Data listing:

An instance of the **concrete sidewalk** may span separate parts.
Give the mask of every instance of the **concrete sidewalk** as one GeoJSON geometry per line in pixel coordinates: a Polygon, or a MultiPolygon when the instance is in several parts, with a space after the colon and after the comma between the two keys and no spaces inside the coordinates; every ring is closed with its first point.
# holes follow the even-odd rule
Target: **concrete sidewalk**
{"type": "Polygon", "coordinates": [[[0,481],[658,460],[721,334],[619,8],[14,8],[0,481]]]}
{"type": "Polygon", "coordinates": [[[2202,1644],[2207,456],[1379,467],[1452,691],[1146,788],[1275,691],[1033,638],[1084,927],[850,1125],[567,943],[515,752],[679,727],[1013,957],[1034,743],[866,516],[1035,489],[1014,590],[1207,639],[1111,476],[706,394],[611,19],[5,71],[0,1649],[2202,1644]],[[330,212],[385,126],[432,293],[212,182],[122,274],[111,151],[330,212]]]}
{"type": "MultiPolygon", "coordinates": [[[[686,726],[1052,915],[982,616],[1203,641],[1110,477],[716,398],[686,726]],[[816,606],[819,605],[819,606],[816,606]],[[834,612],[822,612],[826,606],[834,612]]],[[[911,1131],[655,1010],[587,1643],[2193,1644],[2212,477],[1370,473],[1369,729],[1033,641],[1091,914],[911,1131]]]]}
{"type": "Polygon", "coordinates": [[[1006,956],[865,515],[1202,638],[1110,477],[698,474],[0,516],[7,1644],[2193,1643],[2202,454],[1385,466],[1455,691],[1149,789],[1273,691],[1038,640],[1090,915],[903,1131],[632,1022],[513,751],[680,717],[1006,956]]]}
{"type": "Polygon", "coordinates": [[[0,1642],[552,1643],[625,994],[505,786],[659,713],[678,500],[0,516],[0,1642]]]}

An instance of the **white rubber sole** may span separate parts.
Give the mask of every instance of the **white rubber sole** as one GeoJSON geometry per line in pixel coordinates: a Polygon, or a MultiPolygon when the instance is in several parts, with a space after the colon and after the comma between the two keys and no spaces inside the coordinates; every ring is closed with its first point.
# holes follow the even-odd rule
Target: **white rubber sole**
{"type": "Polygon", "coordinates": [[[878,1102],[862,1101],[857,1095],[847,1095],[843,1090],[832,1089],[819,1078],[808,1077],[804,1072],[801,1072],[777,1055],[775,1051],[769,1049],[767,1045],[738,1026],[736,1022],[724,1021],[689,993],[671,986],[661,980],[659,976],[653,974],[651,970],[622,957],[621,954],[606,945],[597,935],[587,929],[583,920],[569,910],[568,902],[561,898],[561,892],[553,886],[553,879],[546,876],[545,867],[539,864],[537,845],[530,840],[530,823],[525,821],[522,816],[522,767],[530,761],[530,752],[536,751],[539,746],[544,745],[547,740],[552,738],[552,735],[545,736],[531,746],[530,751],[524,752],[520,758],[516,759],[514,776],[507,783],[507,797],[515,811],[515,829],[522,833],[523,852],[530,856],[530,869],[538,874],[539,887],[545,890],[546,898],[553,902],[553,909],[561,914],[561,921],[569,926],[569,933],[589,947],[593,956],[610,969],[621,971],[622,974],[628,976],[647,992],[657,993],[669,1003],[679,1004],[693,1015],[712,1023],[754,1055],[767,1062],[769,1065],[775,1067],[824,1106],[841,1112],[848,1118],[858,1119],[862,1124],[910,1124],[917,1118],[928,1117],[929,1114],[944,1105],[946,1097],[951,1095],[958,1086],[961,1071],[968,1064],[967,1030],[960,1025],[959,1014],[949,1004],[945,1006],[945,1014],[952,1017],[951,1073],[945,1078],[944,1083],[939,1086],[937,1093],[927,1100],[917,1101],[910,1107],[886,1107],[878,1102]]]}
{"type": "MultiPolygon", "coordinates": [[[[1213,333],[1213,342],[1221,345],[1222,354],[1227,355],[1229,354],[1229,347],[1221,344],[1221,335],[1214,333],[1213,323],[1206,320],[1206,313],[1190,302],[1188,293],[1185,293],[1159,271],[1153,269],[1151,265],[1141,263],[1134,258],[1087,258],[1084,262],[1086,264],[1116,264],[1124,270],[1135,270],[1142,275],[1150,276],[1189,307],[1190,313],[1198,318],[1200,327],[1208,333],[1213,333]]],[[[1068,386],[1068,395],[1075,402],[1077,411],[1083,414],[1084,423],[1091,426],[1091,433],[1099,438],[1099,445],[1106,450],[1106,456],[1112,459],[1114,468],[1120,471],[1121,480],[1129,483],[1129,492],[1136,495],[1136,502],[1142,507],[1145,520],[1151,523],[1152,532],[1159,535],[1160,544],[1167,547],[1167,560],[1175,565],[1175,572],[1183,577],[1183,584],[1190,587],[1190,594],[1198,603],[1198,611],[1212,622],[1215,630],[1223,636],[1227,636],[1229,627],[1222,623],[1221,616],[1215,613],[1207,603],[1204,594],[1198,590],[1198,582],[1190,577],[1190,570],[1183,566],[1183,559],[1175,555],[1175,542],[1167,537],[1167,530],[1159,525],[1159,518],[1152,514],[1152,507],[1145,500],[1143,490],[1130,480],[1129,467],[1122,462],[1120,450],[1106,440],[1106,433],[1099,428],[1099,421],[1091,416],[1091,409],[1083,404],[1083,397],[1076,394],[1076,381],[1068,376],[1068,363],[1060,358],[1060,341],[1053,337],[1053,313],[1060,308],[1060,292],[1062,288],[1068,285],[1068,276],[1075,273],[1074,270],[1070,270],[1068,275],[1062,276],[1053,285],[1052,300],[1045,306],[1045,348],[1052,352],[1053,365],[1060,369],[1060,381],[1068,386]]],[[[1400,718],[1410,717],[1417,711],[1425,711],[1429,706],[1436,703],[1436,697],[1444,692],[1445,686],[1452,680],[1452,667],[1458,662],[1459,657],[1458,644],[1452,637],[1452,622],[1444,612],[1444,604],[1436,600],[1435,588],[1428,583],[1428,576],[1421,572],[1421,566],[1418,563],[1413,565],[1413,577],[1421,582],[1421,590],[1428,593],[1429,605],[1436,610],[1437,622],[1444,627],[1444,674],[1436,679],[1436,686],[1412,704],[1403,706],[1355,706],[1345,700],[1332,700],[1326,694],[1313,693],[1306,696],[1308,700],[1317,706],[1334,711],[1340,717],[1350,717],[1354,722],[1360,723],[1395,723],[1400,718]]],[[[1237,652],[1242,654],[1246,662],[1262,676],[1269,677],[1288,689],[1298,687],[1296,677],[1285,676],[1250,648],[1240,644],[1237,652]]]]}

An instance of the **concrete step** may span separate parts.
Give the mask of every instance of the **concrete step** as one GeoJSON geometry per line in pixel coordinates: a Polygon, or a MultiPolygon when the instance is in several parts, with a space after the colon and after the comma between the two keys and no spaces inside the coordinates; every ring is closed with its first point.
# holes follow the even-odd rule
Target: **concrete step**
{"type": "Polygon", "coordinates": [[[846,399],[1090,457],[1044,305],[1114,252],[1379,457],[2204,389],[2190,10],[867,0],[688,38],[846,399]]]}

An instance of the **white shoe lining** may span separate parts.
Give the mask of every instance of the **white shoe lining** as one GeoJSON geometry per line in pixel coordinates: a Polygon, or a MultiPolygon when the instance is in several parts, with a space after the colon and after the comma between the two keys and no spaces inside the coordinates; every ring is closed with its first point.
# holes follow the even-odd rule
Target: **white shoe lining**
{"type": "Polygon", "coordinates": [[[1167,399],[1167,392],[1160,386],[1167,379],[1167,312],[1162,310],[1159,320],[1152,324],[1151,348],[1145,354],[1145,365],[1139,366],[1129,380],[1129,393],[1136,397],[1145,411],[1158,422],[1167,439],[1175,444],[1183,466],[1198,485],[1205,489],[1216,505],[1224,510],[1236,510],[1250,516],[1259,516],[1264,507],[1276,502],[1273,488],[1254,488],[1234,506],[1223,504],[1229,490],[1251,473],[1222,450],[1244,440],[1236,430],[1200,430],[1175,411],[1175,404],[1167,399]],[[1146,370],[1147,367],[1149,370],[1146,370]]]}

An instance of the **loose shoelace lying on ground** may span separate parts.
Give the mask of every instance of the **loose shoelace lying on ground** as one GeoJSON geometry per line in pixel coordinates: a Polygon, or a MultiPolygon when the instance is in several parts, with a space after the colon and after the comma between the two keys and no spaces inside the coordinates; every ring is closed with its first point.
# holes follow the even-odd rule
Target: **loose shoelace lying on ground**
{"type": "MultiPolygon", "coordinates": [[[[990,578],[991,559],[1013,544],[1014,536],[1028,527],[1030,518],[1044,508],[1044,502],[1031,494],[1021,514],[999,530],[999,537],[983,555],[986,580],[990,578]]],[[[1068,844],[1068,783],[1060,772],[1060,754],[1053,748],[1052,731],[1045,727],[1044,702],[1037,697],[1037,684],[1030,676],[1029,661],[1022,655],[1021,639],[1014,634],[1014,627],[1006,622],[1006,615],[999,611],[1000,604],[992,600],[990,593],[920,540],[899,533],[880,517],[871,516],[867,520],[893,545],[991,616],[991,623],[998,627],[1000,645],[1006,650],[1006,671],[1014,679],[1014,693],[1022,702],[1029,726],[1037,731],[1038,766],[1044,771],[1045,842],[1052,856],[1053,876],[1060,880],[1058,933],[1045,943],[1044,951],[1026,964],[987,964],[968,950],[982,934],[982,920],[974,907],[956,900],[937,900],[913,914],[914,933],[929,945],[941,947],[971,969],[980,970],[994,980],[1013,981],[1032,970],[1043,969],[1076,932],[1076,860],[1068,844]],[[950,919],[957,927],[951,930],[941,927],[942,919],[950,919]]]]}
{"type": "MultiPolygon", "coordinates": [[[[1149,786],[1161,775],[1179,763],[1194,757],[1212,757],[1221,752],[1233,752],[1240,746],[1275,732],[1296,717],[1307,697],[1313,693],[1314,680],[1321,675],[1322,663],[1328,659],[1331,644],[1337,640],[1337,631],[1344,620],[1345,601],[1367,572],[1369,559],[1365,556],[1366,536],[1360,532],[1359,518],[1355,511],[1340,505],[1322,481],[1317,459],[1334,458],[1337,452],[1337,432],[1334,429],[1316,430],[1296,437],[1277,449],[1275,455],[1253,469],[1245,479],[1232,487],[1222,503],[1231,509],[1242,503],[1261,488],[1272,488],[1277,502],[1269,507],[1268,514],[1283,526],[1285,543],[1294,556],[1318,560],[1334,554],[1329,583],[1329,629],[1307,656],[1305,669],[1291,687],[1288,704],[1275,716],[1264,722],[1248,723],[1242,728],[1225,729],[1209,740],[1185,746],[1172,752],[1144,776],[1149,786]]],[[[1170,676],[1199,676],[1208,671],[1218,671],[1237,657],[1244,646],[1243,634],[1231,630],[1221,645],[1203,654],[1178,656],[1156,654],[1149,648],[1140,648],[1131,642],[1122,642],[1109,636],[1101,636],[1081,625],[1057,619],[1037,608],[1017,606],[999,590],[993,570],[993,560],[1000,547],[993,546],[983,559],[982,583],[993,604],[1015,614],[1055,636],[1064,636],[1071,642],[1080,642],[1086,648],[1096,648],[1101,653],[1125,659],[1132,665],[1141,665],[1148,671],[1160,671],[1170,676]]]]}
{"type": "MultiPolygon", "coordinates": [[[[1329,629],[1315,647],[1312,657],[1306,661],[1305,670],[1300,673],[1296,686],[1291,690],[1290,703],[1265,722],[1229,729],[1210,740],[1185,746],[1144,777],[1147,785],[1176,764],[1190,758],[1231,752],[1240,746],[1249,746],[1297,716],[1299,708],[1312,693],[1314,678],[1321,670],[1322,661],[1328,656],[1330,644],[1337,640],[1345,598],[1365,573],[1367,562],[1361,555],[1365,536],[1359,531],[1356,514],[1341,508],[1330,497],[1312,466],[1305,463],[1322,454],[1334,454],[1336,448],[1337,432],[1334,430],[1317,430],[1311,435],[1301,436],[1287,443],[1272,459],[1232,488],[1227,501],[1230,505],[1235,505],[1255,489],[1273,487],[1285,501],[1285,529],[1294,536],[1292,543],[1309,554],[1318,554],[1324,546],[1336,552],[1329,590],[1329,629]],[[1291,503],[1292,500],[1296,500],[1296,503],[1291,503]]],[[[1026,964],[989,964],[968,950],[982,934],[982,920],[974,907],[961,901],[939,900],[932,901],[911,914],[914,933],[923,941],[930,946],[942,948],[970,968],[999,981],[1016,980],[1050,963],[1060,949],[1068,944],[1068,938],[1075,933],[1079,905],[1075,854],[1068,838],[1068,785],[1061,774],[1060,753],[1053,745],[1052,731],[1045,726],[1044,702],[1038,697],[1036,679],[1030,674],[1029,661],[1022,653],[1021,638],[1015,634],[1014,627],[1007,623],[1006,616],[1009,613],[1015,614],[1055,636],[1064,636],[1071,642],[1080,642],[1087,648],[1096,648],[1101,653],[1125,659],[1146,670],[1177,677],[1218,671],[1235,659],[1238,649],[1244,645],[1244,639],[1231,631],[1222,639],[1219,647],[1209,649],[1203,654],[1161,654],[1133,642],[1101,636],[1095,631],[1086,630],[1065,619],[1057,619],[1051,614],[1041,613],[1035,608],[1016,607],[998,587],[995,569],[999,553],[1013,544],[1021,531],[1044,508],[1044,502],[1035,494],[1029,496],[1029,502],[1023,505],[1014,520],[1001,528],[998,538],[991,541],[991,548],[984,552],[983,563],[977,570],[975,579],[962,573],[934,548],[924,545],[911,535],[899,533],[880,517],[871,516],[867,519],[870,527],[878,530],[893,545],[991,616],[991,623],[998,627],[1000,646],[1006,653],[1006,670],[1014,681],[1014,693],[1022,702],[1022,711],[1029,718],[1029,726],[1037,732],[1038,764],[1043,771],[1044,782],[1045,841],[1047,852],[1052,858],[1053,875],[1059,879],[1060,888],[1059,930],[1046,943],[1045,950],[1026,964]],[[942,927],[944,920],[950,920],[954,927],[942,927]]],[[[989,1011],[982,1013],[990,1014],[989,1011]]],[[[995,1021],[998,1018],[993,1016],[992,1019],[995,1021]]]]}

Required work: If a line in the entries contains the word "ring", copy that line out.

Response below:
Give the mask of every instance of the **concrete sidewalk** as one GeoJSON geometry per line in pixel coordinates: a Polygon, or a MultiPolygon when the instance is in several parts, with a space after the colon and after the comma between the two keys and no spaces inside the coordinates; every ring is closed with its first point.
Give the mask of every instance of the **white rubber sole** as one GeoJSON geometry per line in pixel coordinates: a Polygon, or a MultiPolygon when the instance is in several parts, with a space after the colon and after the comma between the two keys and no spaces inside the coordinates; every ring is closed with its first point.
Give the mask of every instance of the **concrete step** as one GeoJSON geometry per line in pixel coordinates: a Polygon, or a MultiPolygon when the instance is in several parts, with a space after the colon and after the comma between the two keys and no spaces inside the coordinates; every ring is closed with its first point.
Give the mask of every instance of the **white shoe lining** as one GeoJSON geometry per line in pixel coordinates: a Polygon, or a MultiPolygon when the instance is in several parts, with a space after the colon and after the comma between the two keys and no spaces inside the coordinates; every ring is closed with its first point.
Give the mask of every instance of the **loose shoelace lying on ground** as one GeoJSON geometry per line in pixel coordinates: a Polygon, or a MultiPolygon when the instance is in several parts, with a space after the colon and after the comma between the two keys and no spaces inside the coordinates; every ring is closed with its first point.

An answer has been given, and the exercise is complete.